• [ACTIVITY LIST]
**1)** Reproduce the passage from the Yeasayer article from "A lot of other" up to and including "Middle Eastern Interzone.", word for word.
**2)** List every work that the members of Yeasayer name in the Yeasayer article as an influence on them.

• [PAGE EXCERPT]
^^^^^^^^^^^^^^^^
When not perusing soul-rotting gossip sites and far worse, I do my duty and search the internet for new and interesting music. Unfortunately, most of the bands I come across are not so much bad, as just, you know…who cares? So when something genuinely new and different sounding comes along, like Brooklyn-based outfit Yeasayer, it’s worth putting on some clothes (does nudity preclude “work”?) and standing up for it.
A lot of other people have also made it their duty to search the internet for new music, and accordingly, Yeasayer has been the subject of some increased chatter on the better parts of the web. This began when they posted a lone hypnotic song called “2080,” an infectious merging of art rock rhythms and Laurel Canyon pop harmonies. The band’s full-length, All Hour Cymbals, due this October, offers ten striking songs sculpted with a barrage of innovative sounds and beats in the service of some surprising hooks and heartfelt choruses—think solo Peter Gabriel and TV on the Radio catapulted into a future that resembles William Burroughs’s surrealistic Middle Eastern Interzone.
There aren’t a lot of hard facts out there about Yeasayer. No concise bio or moody pictures of them in tight pants. I was eventually able to land an interview, sort of. Not in person or on the phone, but via email. The band’s pleasant intermediaries explained that they have jobs, so it’s difficult to get them all in one place. Then Jason Foster, who serves as both Yeasayer’s manager and also heads their label, We Are Free (a new offshoot of his Baltimore-based Monitor USA), alluded to a deeper reason for the caginess. “We just really want this to be about the music,” he explained. “To keep a little bit of the mystery without being pretentious. Sort of like when a kid got his first Led Zeppelin record and was like, Holy shit, what is this?”
In the ensuing, but somewhat cryptic, email exchange, the four members of Yeasayer cite David Bowie’s Low, Wu Tang’s Enter the 36 Chambers, “almost anything by Fleetwood Mac” and “The Love Theme from Spartacus” as works that have influenced them. They deny being a psychedelic band, claim to be friends (two of them cousins), insist they are not inspired by drugs and that their album does not line up with The Wizard of Oz. When asked about their goals or intentions for All Hour Cymbals, singer Chris Keating typed out the following manifesto, which I suppose pretty much says everything you need to know: “We are tired of feeling like members of a lost generation who need to romanticize the past. We want to make interesting and diverse music that doesn’t sound like much else.”
^^^^^^^^^^^^^^^^
• [SOURCE MATERIAL]
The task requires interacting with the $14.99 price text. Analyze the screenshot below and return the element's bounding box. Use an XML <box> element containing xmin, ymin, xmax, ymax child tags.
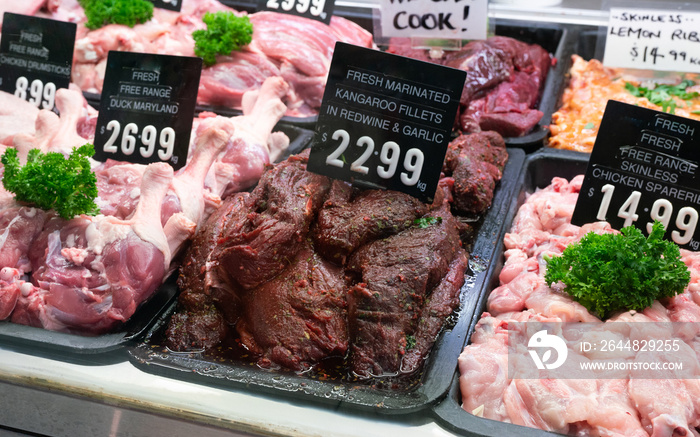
<box><xmin>591</xmin><ymin>184</ymin><xmax>698</xmax><ymax>250</ymax></box>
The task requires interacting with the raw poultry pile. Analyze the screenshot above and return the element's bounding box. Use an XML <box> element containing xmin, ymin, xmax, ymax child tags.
<box><xmin>0</xmin><ymin>78</ymin><xmax>289</xmax><ymax>334</ymax></box>
<box><xmin>27</xmin><ymin>0</ymin><xmax>373</xmax><ymax>117</ymax></box>
<box><xmin>459</xmin><ymin>176</ymin><xmax>700</xmax><ymax>436</ymax></box>
<box><xmin>166</xmin><ymin>132</ymin><xmax>507</xmax><ymax>378</ymax></box>
<box><xmin>549</xmin><ymin>55</ymin><xmax>700</xmax><ymax>153</ymax></box>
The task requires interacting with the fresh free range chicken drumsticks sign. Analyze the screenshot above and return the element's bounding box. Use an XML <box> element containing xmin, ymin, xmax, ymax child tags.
<box><xmin>307</xmin><ymin>42</ymin><xmax>466</xmax><ymax>202</ymax></box>
<box><xmin>0</xmin><ymin>12</ymin><xmax>76</xmax><ymax>111</ymax></box>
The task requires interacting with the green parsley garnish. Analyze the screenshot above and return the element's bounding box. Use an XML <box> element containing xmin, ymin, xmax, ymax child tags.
<box><xmin>545</xmin><ymin>221</ymin><xmax>690</xmax><ymax>318</ymax></box>
<box><xmin>413</xmin><ymin>217</ymin><xmax>442</xmax><ymax>229</ymax></box>
<box><xmin>1</xmin><ymin>144</ymin><xmax>100</xmax><ymax>219</ymax></box>
<box><xmin>192</xmin><ymin>11</ymin><xmax>253</xmax><ymax>66</ymax></box>
<box><xmin>406</xmin><ymin>335</ymin><xmax>416</xmax><ymax>350</ymax></box>
<box><xmin>78</xmin><ymin>0</ymin><xmax>153</xmax><ymax>30</ymax></box>
<box><xmin>625</xmin><ymin>79</ymin><xmax>700</xmax><ymax>114</ymax></box>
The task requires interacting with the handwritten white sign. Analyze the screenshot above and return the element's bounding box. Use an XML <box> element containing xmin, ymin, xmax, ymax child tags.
<box><xmin>381</xmin><ymin>0</ymin><xmax>488</xmax><ymax>39</ymax></box>
<box><xmin>603</xmin><ymin>8</ymin><xmax>700</xmax><ymax>73</ymax></box>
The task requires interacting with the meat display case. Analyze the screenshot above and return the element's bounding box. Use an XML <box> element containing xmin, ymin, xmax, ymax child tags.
<box><xmin>0</xmin><ymin>0</ymin><xmax>668</xmax><ymax>437</ymax></box>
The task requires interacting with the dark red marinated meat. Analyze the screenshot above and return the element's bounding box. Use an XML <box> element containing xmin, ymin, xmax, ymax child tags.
<box><xmin>211</xmin><ymin>155</ymin><xmax>331</xmax><ymax>289</ymax></box>
<box><xmin>346</xmin><ymin>208</ymin><xmax>467</xmax><ymax>377</ymax></box>
<box><xmin>166</xmin><ymin>193</ymin><xmax>250</xmax><ymax>351</ymax></box>
<box><xmin>166</xmin><ymin>136</ymin><xmax>507</xmax><ymax>378</ymax></box>
<box><xmin>236</xmin><ymin>246</ymin><xmax>348</xmax><ymax>371</ymax></box>
<box><xmin>388</xmin><ymin>36</ymin><xmax>552</xmax><ymax>137</ymax></box>
<box><xmin>313</xmin><ymin>181</ymin><xmax>428</xmax><ymax>264</ymax></box>
<box><xmin>442</xmin><ymin>132</ymin><xmax>508</xmax><ymax>215</ymax></box>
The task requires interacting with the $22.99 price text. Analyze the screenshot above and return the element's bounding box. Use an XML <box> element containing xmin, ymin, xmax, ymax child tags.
<box><xmin>101</xmin><ymin>120</ymin><xmax>177</xmax><ymax>161</ymax></box>
<box><xmin>589</xmin><ymin>184</ymin><xmax>700</xmax><ymax>250</ymax></box>
<box><xmin>323</xmin><ymin>129</ymin><xmax>425</xmax><ymax>191</ymax></box>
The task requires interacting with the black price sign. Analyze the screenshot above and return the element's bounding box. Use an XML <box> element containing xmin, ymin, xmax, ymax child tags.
<box><xmin>95</xmin><ymin>51</ymin><xmax>202</xmax><ymax>169</ymax></box>
<box><xmin>0</xmin><ymin>12</ymin><xmax>76</xmax><ymax>110</ymax></box>
<box><xmin>149</xmin><ymin>0</ymin><xmax>182</xmax><ymax>12</ymax></box>
<box><xmin>258</xmin><ymin>0</ymin><xmax>335</xmax><ymax>24</ymax></box>
<box><xmin>307</xmin><ymin>42</ymin><xmax>466</xmax><ymax>202</ymax></box>
<box><xmin>571</xmin><ymin>100</ymin><xmax>700</xmax><ymax>250</ymax></box>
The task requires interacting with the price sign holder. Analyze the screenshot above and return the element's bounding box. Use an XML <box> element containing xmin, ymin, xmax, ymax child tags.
<box><xmin>571</xmin><ymin>100</ymin><xmax>700</xmax><ymax>250</ymax></box>
<box><xmin>307</xmin><ymin>42</ymin><xmax>466</xmax><ymax>202</ymax></box>
<box><xmin>0</xmin><ymin>12</ymin><xmax>76</xmax><ymax>110</ymax></box>
<box><xmin>149</xmin><ymin>0</ymin><xmax>183</xmax><ymax>12</ymax></box>
<box><xmin>95</xmin><ymin>51</ymin><xmax>202</xmax><ymax>169</ymax></box>
<box><xmin>596</xmin><ymin>1</ymin><xmax>700</xmax><ymax>73</ymax></box>
<box><xmin>374</xmin><ymin>0</ymin><xmax>489</xmax><ymax>41</ymax></box>
<box><xmin>257</xmin><ymin>0</ymin><xmax>335</xmax><ymax>24</ymax></box>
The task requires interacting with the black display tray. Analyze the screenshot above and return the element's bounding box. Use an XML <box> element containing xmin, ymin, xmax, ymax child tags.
^^^^^^^^^^^^^^^^
• [ACTIVITY ANSWERS]
**1)**
A lot of other people have also made it their duty to search the internet for new music, and accordingly, Yeasayer has been the subject of some increased chatter on the better parts of the web. This began when they posted a lone hypnotic song called “2080,” an infectious merging of art rock rhythms and Laurel Canyon pop harmonies. The band’s full-length, All Hour Cymbals, due this October, offers ten striking songs sculpted with a barrage of innovative sounds and beats in the service of some surprising hooks and heartfelt choruses—think solo Peter Gabriel and TV on the Radio catapulted into a future that resembles William Burroughs’s surrealistic Middle Eastern Interzone.

**2)**
- David Bowie's Low
- Wu Tang's Enter the 36 Chambers
- "almost anything by Fleetwood Mac"
- "The Love Theme from Spartacus"